TEXT PROVIDED —
*** Block opens ***
Saturday, November 27, 2010

Pope links failure to tackle abuse with 1960s reform

THOSE WHO have suggested that the Archbishop of Dublin, Diarmuid Martin, has had his “wings clipped” and does not see eye to eye with Pope Benedict XVI vis-a-vis his handling of the Irish church’s sex abuse crisis may want to think again after reading Light Of The World , the pope’s new book launched in the Vatican Wednesday.

Based on six hours of conversation between the pope and German journalist Peter Seewald, the book attempts to use what senior Vatican spokesman Father Federico Lombardi called “simple, concrete and accessible” language to provide answers to a wide range of key questions concerning today’s church.

At one point, Seewald suggests that the evident episcopal mishandling of abuse cases represents a complete “failure” for the church. By way of response, Pope Benedict says: “The Archbishop of Dublin told me something very interesting about that. He said that ecclesiastical penal law functioned until the late 1950s; admittedly, it was not perfect – there is much to criticise about it – but nevertheless it was applied. After the mid-sixties, however, it was simply not applied any more.

“The prevailing mentality was that the Church must not be a Church of laws but, rather a Church of love: she must not punish . . . This led to an odd darkening of the mind, even in very good people.”

Asked by Seewald about the overall impact of the Irish sex abuse crisis, Pope Benedict says: “In Ireland the problem is altogether specific – there is a self-enclosed Catholic society, so to speak, which remained true to its faith despite centuries of oppression, but in which, then, evidently certain attitudes were also able to develop. I cannot analyze that in detail now.

“To see a country that gave the world so many missionaries, so many saints, which in the history of the missions also stands at the origin of our faith in Germany, now in a situation like this is tremendously upsetting and depressing. Above all, of course, for the Catholics in Ireland itself, where now as always there are many good priests.”

Asked by Seewald why the sex abuse scandals in the USA and Ireland had not prompted rigorous preventive investigations in other countries, Pope Benedict replies: “We responded to the matter in America immediately with revised, stricter norms.
*** Block closes ***
DIRECTIONS —
Reproduce the article starting with "Pope links failure" and going on through "concerning today’s church.", replacing "book" with "volume" wherever it occurs. The material that follows the article is not required for this work.

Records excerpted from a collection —
*** Block opens ***
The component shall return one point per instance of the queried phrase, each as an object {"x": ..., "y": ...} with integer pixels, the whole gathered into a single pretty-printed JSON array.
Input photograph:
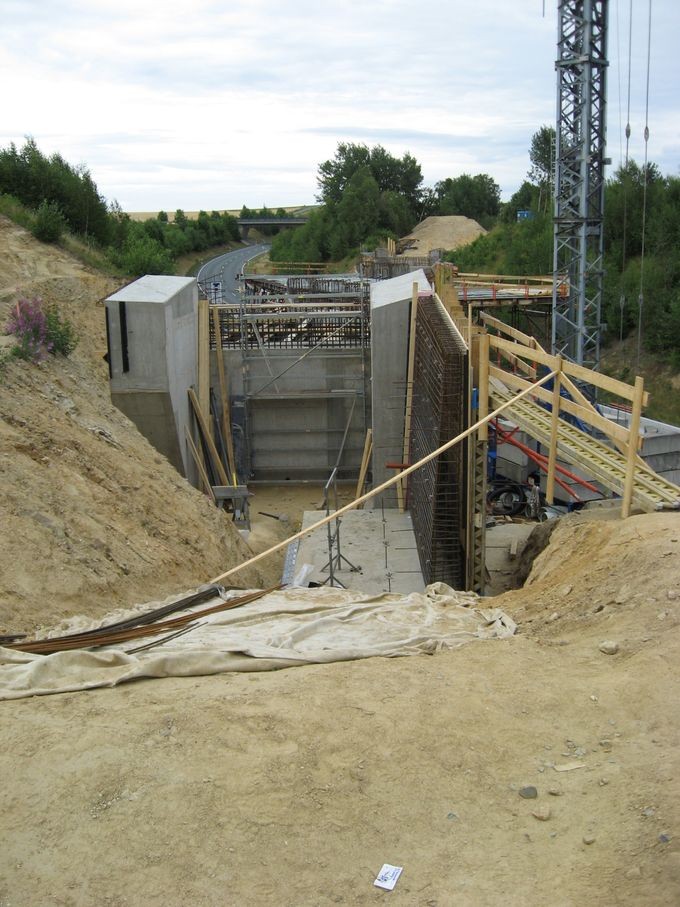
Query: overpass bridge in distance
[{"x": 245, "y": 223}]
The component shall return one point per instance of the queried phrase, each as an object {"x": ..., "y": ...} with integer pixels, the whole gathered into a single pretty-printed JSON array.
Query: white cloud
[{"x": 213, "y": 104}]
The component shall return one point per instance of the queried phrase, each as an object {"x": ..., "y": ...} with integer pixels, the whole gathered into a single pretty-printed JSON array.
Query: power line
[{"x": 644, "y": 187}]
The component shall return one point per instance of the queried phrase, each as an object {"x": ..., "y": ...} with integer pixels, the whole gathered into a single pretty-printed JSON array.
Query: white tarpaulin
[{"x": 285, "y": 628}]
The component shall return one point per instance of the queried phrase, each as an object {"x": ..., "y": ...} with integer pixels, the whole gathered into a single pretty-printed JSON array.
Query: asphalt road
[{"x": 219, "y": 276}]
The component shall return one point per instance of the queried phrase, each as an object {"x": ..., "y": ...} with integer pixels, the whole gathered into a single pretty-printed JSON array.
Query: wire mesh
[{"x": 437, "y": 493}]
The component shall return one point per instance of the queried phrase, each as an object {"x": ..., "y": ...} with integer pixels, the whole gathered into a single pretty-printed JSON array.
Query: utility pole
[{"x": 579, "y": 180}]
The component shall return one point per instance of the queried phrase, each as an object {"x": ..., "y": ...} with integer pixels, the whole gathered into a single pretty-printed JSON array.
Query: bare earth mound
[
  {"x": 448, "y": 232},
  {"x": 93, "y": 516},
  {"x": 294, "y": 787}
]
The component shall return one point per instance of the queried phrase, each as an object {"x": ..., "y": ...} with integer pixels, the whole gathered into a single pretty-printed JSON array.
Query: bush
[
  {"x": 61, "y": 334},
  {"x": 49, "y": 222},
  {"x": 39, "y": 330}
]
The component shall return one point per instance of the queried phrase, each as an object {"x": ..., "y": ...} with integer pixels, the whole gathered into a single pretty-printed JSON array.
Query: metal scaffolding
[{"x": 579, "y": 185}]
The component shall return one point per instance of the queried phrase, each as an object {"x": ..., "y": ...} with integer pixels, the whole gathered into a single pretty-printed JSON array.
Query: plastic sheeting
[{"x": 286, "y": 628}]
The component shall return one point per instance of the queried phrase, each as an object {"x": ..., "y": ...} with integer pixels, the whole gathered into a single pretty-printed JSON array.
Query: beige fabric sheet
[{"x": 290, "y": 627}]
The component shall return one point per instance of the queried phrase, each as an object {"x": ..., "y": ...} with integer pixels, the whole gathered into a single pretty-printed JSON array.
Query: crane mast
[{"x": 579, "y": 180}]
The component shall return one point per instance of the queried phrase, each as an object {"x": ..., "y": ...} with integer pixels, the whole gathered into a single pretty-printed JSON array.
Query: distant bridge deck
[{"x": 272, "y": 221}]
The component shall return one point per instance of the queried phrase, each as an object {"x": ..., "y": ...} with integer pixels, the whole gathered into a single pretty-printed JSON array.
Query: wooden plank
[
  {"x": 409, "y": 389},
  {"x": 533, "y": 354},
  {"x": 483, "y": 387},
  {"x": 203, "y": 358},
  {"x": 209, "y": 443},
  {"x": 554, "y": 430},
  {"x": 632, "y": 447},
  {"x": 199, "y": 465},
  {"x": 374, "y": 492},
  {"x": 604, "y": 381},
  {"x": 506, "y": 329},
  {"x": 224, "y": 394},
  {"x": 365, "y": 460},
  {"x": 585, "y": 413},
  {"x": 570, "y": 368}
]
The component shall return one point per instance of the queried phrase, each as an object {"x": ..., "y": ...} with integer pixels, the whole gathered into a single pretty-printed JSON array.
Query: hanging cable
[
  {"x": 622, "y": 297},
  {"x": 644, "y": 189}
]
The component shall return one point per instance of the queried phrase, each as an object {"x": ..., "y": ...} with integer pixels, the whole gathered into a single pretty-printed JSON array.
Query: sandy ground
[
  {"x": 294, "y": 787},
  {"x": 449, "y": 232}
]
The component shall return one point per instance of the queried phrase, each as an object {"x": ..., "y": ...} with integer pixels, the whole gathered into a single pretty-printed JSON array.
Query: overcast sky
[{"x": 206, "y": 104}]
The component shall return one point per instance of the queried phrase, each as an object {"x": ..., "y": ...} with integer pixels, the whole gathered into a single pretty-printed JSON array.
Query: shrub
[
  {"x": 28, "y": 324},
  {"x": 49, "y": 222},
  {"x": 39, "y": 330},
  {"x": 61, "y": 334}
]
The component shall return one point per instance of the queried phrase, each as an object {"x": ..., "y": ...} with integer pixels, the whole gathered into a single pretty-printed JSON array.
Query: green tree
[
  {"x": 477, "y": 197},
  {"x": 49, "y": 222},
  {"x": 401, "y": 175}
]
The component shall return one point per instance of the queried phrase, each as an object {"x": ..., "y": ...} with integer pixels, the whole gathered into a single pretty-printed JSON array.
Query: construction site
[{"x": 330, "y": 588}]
*** Block closes ***
EXPECTED OUTPUT —
Pope links failure to tackle abuse with 1960s reform

THOSE WHO have suggested that the Archbishop of Dublin, Diarmuid Martin, has had his “wings clipped” and does not see eye to eye with Pope Benedict XVI vis-a-vis his handling of the Irish church’s sex abuse crisis may want to think again after reading Light Of The World , the pope’s new volume launched in the Vatican Wednesday.

Based on six hours of conversation between the pope and German journalist Peter Seewald, the volume attempts to use what senior Vatican spokesman Father Federico Lombardi called “simple, concrete and accessible” language to provide answers to a wide range of key questions concerning today’s church.